YOUR ASSIGNMENT:
What you give back should be exactly the opening lines of the data, ending with the line that contains "Segment white stitching" and including it.

MATERIAL FOR THE TASK:
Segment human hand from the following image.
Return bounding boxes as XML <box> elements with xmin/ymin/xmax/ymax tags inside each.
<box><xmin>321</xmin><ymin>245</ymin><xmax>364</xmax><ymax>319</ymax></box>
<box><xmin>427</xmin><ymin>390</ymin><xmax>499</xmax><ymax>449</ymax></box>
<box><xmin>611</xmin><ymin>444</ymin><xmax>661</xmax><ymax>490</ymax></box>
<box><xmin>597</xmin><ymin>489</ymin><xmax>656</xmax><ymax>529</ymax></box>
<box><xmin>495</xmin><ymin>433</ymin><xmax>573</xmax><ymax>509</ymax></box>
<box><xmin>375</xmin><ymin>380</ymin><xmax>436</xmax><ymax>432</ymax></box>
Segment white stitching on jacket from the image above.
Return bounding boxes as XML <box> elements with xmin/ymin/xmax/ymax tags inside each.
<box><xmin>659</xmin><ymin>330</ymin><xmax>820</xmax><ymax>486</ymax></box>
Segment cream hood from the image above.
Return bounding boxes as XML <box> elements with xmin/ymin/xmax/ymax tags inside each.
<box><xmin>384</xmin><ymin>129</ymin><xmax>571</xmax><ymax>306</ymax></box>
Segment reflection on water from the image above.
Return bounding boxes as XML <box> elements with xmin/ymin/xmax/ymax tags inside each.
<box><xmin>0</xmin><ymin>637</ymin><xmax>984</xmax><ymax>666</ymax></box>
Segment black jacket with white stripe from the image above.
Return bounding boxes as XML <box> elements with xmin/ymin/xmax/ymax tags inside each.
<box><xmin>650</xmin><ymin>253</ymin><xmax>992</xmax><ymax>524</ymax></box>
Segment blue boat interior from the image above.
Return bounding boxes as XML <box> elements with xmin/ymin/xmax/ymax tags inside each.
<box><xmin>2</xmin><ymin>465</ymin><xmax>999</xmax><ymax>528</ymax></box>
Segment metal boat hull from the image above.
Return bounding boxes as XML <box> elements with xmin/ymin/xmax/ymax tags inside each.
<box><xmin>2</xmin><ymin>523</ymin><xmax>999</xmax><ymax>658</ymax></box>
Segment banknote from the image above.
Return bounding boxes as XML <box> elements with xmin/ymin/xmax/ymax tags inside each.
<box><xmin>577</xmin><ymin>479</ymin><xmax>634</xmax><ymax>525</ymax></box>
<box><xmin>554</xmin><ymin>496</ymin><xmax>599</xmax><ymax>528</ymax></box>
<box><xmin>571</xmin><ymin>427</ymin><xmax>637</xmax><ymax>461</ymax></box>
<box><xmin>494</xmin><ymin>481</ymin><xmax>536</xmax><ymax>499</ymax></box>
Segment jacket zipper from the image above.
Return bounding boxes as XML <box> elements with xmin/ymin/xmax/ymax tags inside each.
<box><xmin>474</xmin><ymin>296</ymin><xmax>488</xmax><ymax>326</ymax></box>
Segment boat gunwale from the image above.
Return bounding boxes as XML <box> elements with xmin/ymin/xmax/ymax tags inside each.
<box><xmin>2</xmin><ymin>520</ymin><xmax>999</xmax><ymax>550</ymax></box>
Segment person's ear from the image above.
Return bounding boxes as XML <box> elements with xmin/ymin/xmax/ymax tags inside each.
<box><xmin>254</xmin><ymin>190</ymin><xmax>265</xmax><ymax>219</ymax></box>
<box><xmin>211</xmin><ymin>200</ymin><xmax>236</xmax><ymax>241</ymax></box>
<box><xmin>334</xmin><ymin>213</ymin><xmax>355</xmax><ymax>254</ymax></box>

SOLUTION TO THIS EXERCISE:
Segment human hand from the following image.
Return bounding boxes as XML <box> elements with xmin/ymin/xmax/ymax tags inside each.
<box><xmin>321</xmin><ymin>245</ymin><xmax>364</xmax><ymax>319</ymax></box>
<box><xmin>427</xmin><ymin>390</ymin><xmax>499</xmax><ymax>449</ymax></box>
<box><xmin>611</xmin><ymin>444</ymin><xmax>661</xmax><ymax>490</ymax></box>
<box><xmin>597</xmin><ymin>489</ymin><xmax>656</xmax><ymax>529</ymax></box>
<box><xmin>495</xmin><ymin>433</ymin><xmax>573</xmax><ymax>509</ymax></box>
<box><xmin>375</xmin><ymin>380</ymin><xmax>436</xmax><ymax>432</ymax></box>
Segment white stitching on jacket from the image above.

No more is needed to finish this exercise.